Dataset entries
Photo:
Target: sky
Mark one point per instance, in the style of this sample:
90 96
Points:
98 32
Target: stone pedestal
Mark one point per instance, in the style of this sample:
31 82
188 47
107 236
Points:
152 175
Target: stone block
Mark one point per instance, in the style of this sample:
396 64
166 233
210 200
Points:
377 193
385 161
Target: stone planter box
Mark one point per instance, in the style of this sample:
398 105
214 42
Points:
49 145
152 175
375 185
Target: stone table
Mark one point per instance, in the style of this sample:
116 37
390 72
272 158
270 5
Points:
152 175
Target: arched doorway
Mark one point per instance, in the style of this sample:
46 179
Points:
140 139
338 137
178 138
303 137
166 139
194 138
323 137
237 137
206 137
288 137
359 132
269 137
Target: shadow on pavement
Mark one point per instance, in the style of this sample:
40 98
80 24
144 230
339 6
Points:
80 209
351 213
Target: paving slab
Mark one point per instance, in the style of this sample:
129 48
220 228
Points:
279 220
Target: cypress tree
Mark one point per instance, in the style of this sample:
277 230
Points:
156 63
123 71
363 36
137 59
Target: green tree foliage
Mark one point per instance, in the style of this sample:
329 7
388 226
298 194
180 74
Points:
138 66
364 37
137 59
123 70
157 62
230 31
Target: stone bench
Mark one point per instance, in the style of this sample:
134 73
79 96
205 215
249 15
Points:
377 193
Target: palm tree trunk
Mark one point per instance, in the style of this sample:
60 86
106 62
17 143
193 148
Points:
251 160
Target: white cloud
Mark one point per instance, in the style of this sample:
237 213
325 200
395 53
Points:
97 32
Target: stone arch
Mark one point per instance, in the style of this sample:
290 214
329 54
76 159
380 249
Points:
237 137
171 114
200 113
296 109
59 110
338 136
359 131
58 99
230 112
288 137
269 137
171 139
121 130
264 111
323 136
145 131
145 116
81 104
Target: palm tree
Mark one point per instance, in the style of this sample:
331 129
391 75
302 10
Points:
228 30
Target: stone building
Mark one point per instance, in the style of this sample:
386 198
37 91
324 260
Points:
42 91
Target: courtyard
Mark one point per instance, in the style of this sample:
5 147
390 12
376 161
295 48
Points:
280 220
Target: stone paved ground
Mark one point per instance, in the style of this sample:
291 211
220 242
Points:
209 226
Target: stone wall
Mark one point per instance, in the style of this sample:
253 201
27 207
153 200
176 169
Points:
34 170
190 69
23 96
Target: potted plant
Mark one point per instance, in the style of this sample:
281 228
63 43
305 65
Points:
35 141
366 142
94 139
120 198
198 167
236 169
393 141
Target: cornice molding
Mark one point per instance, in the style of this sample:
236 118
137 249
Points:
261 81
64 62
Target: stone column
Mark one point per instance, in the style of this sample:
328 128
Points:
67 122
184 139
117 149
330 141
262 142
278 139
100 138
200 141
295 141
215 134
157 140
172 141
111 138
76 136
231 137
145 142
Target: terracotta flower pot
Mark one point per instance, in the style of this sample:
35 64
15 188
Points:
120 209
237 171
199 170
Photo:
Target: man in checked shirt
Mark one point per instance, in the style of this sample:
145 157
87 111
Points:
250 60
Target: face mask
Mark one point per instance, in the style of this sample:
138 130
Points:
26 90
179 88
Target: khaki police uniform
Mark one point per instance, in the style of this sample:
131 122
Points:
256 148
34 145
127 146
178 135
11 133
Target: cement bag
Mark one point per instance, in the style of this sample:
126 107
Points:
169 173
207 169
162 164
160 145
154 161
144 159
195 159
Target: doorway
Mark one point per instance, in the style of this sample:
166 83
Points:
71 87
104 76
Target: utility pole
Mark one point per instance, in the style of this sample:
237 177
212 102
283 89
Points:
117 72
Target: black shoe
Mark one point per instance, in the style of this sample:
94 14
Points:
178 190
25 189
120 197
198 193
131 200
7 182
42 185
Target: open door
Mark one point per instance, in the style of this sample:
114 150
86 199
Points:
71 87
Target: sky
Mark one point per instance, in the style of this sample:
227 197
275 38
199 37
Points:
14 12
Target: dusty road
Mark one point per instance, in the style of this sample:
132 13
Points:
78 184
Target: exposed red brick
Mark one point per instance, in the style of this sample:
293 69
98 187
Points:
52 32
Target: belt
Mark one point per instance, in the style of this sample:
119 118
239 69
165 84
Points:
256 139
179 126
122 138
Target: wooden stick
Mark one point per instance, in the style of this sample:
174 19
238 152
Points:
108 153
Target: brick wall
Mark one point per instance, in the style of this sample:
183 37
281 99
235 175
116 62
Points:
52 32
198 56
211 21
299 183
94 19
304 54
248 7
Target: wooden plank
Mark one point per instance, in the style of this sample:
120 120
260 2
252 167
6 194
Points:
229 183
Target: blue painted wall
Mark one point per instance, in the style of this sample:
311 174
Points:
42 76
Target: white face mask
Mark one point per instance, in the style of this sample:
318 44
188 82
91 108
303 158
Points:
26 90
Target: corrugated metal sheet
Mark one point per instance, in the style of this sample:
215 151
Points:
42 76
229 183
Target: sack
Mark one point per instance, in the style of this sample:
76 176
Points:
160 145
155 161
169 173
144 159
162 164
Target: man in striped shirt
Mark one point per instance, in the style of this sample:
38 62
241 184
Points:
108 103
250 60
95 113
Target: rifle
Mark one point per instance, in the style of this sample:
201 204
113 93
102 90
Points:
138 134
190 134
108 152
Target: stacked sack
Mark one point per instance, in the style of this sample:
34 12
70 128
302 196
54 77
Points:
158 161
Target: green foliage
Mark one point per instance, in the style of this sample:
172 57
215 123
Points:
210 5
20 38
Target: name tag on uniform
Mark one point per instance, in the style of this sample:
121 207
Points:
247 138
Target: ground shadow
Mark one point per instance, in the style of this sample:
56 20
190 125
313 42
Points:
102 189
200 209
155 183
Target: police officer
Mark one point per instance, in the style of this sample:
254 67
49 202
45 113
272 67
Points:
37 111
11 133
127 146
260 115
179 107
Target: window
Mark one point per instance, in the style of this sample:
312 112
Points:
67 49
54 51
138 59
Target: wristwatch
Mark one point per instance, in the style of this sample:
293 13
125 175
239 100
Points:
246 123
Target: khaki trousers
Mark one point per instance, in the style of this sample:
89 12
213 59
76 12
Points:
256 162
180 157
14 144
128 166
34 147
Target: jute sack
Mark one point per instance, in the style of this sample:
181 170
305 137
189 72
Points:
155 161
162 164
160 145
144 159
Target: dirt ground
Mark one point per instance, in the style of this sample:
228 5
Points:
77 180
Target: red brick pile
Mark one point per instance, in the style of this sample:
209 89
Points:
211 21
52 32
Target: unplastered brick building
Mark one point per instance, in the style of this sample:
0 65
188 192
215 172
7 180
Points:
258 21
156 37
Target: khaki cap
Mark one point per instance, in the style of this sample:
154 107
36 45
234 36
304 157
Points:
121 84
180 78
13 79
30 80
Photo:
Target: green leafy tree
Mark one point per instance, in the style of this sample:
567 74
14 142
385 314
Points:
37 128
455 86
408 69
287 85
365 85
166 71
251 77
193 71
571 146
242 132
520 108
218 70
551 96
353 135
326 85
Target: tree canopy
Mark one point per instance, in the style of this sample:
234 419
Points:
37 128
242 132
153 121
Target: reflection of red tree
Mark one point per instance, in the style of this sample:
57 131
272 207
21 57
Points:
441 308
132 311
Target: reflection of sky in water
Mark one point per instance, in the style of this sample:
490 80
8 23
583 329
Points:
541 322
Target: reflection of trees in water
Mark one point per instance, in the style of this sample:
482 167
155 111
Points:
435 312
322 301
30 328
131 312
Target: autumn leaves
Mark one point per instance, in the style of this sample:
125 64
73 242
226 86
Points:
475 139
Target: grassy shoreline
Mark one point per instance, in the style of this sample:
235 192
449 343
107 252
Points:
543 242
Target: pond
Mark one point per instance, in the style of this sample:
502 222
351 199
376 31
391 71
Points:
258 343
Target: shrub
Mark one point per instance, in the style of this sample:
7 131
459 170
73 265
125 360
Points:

• [Exercise prompt]:
Whenever a line of the entries contains "building", it counts toward the total; state that total alone.

• [Solution to this exercise]:
2